## TEXT UNDER STUDY
Sorry, but I’m much more concerned with whether my doctor knows how my body functions and how to fix it when things go wrong than what his or her attitude and values might be. Basically, if he or she values my business and my health, I’m good with whatever else he or she might believe.
As progressivism seeks to turn everything in our society to the single goal of political ends, it will seek not only to ensure that progressive doctors and other professionals are available to those who value them, but that no other options exist.
Some families don’t believe that the fact that their children go to school with other children gives the government the right to force them to take drugs related to sexually transmitted diseases. Many become more suspicious when they hear of terrible side effects that some appear to experience and observe the overlapping financial interests of state government and company behind the drug.
Mind you: If the government simply recommended the drug, there would be no problem. But as it is, dedicated families feel the need to become activists and testify in pursuit of legislation to return their freedom. On the other end are bureaucrats whose social concern is difficult to entangle from the pursuit of metrics:
Among her arguments against the “personal belief” exemption that some lawmakers are seeking: “The proposed legislation, if enacted, will potentially decrease our state’s vaccination coverage rates, putting people at risk … [especially] those who cannot be vaccinated″ for medical reasons. …
In one letter to the lawmakers, [Director of Health Nicole] Alexander-Scott wrote: “Most vaccine-preventable diseases are transmitted from person to person. When a sufficiently large proportion of individuals in a community are immunized, those persons serve as a protective barrier against transmission of the disease in the community thus indirectly protecting those who are not immunized … This phenomenon is referred to as ‘herd immunity.’”
Good of the government to have such concern about the “herd.” One doubts that Alexander-Scott highlighted the fact that Rhode Island’s HPV vaccination rate was already high, and that the mandate increased it almost not at all.
That is, acting of their own free will — not as herded cattle — Rhode Islanders were already doing what the government wanted. Knowing that, one can reasonably infer that making us do things is the point, establishing the principle that we have to go where they think we should.
George Will writes powerfully against the West’s efforts to “eradicate” Down Syndrome:
An Iceland geneticist says “we have basically eradicated” Down syndrome people, but regrets what he considers “heavy-handed genetic counseling” that is influencing “decisions that are not medical, in a way.” One Icelandic counselor “counsels” mothers as follows: “This is your life. You have the right to choose how your life will look like.” She says, “We don’t look at abortion as a murder. We look at it as a thing that we ended.” Which makes Agusta and Lucas “things” that were not “ended.”

## WHAT YOU NEED TO DO
a - Answer these questions using the commentary.
(i) What does the writer care about more than a doctor's attitude and values?
(ii) What is the full name of the Director of Health quoted in the commentary?
(iii) What does an Iceland geneticist say "we have basically eradicated"?
b - Update the commentary from "Some families don’t" through "behind the drug.", putting "wary" in place of "suspicious".
c - List every person the commentary mentions by name.
The entries that come next have no role in this work.

[Stored dataset entries]
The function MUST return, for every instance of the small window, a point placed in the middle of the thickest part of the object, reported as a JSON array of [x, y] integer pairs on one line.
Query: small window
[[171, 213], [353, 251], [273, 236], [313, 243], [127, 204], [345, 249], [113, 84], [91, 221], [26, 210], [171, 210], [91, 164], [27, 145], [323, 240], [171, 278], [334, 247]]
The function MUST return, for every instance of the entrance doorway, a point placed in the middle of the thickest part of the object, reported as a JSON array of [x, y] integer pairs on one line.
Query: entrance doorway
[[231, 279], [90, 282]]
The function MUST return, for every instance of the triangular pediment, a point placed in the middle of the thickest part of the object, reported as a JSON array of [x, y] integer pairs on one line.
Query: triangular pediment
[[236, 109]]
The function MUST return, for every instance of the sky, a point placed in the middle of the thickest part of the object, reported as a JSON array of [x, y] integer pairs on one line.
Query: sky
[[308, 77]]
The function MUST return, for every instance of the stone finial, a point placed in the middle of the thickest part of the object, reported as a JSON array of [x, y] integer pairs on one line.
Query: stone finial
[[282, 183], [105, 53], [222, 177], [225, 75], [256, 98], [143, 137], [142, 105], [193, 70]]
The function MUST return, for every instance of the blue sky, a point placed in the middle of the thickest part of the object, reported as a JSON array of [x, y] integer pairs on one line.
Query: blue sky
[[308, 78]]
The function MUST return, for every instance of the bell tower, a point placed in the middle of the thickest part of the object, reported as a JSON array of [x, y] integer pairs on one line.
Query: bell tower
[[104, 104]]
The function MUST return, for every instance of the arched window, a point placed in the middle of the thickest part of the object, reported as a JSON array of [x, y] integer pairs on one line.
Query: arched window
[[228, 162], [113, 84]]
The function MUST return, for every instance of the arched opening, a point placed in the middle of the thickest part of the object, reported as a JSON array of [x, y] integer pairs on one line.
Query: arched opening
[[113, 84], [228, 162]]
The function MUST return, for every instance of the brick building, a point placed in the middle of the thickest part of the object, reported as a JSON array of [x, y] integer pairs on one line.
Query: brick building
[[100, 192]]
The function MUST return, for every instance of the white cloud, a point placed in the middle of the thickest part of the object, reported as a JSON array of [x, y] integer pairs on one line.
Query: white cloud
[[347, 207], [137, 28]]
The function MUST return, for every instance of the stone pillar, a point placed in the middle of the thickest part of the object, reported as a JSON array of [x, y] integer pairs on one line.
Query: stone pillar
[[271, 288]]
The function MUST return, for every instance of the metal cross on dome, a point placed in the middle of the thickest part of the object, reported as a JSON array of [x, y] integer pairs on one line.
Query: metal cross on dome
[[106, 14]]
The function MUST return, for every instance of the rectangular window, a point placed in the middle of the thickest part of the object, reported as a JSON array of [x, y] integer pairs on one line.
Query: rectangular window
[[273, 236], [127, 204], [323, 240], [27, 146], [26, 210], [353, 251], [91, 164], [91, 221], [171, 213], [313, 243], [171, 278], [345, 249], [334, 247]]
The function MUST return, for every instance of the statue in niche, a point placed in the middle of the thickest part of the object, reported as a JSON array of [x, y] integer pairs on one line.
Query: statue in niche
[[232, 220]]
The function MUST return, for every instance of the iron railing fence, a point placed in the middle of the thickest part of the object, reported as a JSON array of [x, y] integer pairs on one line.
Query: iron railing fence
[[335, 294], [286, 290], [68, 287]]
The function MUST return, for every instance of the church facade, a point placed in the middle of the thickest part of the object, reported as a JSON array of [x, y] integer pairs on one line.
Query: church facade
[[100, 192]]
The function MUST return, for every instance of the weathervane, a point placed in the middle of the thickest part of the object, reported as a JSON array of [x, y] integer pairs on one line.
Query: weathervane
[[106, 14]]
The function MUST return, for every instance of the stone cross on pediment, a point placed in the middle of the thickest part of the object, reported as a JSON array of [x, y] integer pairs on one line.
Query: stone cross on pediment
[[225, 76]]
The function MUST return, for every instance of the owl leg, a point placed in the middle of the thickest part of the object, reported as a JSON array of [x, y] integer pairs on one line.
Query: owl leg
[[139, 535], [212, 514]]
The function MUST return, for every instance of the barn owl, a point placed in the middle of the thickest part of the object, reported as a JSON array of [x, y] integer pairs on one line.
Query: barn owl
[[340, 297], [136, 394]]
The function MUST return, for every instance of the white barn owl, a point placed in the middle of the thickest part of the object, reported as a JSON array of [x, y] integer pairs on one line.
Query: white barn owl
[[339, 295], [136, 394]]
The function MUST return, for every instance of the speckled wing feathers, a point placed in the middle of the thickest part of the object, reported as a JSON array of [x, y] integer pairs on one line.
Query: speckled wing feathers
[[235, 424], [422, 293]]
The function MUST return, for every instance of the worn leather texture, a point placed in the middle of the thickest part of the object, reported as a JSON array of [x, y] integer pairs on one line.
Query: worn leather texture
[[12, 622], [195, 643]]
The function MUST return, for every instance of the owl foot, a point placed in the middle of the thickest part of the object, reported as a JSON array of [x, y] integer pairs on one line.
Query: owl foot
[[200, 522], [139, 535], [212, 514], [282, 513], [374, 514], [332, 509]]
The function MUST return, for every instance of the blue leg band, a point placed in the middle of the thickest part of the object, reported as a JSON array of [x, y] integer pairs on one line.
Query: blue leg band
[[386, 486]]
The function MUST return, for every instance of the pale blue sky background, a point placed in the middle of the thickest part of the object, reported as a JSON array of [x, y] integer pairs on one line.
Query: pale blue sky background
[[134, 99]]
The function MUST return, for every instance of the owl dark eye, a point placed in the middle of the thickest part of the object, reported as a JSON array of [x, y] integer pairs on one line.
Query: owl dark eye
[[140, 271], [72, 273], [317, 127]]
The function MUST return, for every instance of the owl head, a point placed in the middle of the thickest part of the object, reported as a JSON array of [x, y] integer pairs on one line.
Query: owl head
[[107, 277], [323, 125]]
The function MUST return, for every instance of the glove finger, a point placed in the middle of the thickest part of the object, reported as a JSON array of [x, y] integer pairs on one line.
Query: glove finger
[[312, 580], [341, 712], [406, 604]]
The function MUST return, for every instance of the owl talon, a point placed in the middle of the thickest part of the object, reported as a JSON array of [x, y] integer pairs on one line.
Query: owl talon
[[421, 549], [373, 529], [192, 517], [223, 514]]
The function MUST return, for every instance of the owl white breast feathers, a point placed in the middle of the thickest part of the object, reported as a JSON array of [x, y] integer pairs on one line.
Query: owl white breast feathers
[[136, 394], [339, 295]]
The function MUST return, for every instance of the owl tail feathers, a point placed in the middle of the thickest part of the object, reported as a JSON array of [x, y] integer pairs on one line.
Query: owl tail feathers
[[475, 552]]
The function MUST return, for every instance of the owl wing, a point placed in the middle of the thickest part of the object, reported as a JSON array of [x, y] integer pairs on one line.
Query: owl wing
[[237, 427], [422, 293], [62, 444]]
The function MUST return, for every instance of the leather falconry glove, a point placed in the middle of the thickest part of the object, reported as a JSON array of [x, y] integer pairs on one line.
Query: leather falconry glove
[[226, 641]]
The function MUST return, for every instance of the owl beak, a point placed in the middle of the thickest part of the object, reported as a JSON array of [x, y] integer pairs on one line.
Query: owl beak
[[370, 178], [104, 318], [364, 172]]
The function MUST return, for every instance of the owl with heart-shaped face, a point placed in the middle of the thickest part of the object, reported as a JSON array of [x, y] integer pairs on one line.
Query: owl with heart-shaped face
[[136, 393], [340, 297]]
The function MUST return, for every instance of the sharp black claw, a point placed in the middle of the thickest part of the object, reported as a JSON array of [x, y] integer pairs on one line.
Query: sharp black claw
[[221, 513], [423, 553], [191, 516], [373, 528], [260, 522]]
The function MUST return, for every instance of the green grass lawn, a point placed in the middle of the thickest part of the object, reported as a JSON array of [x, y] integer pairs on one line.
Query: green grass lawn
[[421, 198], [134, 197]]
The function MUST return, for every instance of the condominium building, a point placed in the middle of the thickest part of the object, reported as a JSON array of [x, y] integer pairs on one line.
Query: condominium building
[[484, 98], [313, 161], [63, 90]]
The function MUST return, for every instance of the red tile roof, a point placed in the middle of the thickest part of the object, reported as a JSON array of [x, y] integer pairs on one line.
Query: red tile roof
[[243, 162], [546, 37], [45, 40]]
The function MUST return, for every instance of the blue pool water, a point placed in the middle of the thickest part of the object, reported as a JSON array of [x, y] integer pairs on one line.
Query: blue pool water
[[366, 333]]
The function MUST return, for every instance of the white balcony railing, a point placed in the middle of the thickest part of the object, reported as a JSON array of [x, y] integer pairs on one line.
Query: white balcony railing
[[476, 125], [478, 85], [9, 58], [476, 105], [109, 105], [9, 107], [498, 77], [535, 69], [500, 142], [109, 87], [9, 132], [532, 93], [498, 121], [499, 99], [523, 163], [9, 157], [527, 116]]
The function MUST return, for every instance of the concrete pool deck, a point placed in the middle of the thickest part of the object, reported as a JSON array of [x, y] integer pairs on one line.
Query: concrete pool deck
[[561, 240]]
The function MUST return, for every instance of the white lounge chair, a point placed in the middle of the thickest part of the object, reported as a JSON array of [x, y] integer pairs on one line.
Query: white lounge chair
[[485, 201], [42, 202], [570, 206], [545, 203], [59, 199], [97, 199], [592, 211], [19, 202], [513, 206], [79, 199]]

## TASK RESULTS
a -
(i) Whether the doctor knows how the writer's body functions and how to fix it when things go wrong.
(ii) Nicole Alexander-Scott.
(iii) Down syndrome people.

b -
Some families don’t believe that the fact that their children go to school with other children gives the government the right to force them to take drugs related to sexually transmitted diseases. Many become more wary when they hear of terrible side effects that some appear to experience and observe the overlapping financial interests of state government and company behind the drug.

c -
Nicole Alexander-Scott
George Will
Agusta
Lucas